*** Page text Section Begins ***
Imposing sanctions in this way became a lightbulb moment for the global justice movement, stymied by the superpower veto wielded by Russia and China and America in the Security Council against referrals to the ICC, the Plan A for combating human rights abuses by trial and imprisonment of perpetrators. In consequence, international criminal justice had begun to falter, concentrating on Congolese warlords but unable to prosecute Bashar al-Assad or persecutors of the Rohingya or the Tamils, let alone the assassins of Saudi journalist Jamal Khashoggi (the current problems with the Plan A are described in ).
There are unresolved human rights issues in Western countries the Black Lives Matter movement highlighting some current problems and human rights initiatives emanating from them can be superficially condemned as reflecting a superiority associated with colonialism or racial condescension. But if human rights are universal, democratic countries should answer cries for justice by citizens of other countries when those cries have been ignored by their own governments. There can be no sensible objection if democratic nations, using their own domestic law, provide a mechanism for accountability and for asserting their own values by ostracising bad people in other states who are complicit in killings and corruption, but who then want to enjoy the pleasures, and the banking facilities, of the West.
True it is, and an historic and observable fact, that fundamental human rights have arisen in, and tend to be more respected by, liberal democracies. There is no a priori reason why this should be so: anyone living under an illiberal democracy, or communism or in a theocracy or under the sway of authoritarian populism, should be free from torture or assassination or slavery and should, if prosecuted, have independent judges and be given the chance of a fair trial.
These are not Western values so much as universal values, and countries in the West and anywhere else are entitled to assert them by calling out and throwing out individuals who can be proved to have betrayed them. To do so, in relation to nationals of a particular country, is not (as China always says) an interference in its internal affairs, it is marking a red line in how human beings should be treated. It does not amount to an attack on authoritarian states: it is rather an attack on those apparatchiks of authoritarianism who can be proved to have breached international law. Moreover, this book contends that open societies will have a better future by closing their doors to tainted people and corporations, and their money and property and close associates, and consequently to their malign power and influence.
Do targeted sanctions work? It is too early to say, but there are indications that they do; that they have stopped wealthy targets from doing business in international markets and from travelling to places they crave to visit. One purpose of this book is to argue that these kinds of sanctions must go further, providing real deterrence by preventing family members from travelling to take advantage of schools and hospitals in the West. Such sanctions must be imposed on the train drivers to Auschwitz, those lickspittle judges and prosecutors who unquestioningly do the bidding of autocratic governments, and on the prison doctors who leave prisoners to die, or who oversee torture sessions.
*** Page text Section Ends ***
*** Listed entries Section Begins ***
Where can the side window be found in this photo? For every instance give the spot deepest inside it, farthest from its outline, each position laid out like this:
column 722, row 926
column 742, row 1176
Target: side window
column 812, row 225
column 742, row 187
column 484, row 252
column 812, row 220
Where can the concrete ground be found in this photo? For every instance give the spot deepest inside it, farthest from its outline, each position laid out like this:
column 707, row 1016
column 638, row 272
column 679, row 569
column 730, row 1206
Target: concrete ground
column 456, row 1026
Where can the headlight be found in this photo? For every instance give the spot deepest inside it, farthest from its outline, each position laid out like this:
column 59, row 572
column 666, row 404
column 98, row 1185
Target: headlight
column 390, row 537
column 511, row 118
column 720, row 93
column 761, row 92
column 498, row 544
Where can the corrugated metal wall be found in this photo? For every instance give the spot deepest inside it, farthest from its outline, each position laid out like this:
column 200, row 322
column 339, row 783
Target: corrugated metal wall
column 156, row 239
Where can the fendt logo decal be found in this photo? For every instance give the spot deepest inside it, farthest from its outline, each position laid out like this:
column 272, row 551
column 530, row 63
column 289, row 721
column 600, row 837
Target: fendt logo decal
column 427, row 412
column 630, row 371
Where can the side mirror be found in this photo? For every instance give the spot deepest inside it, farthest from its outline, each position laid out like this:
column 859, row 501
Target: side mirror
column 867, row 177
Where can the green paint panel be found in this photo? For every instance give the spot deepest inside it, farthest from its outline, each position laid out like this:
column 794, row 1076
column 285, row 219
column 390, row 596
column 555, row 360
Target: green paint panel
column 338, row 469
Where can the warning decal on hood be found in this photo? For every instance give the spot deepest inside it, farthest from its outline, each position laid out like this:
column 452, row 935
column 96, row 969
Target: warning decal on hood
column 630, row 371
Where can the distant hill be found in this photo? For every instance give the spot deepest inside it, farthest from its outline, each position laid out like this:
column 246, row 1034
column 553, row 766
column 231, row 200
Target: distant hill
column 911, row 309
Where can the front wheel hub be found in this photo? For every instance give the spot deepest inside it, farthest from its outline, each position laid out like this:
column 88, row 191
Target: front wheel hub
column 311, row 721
*** Listed entries Section Ends ***
**To do:**
(a) According to the text on human rights sanctions, why is ousting a country's nationals for abuses not an interference in that country's internal affairs?
(b) From the text on human rights sanctions, write out the part that opens with "These are not" and closes with "power and influence.", swapping "universal values" for "shared human values".
The records have no connection to the text on human rights sanctions.

**Outputs in order:**
(a) It is not an interference because doing so marks a red line in how human beings should be treated. The values being asserted are universal rather than Western, and any country is entitled to assert them against individuals proved to have betrayed them.

(b)
These are not Western values so much as shared human values, and countries in the West and anywhere else are entitled to assert them by calling out and throwing out individuals who can be proved to have betrayed them. To do so, in relation to nationals of a particular country, is not (as China always says) an interference in its internal affairs, it is marking a red line in how human beings should be treated. It does not amount to an attack on authoritarian states: it is rather an attack on those apparatchiks of authoritarianism who can be proved to have breached international law. Moreover, this book contends that open societies will have a better future by closing their doors to tainted people and corporations, and their money and property and close associates, and consequently to their malign power and influence.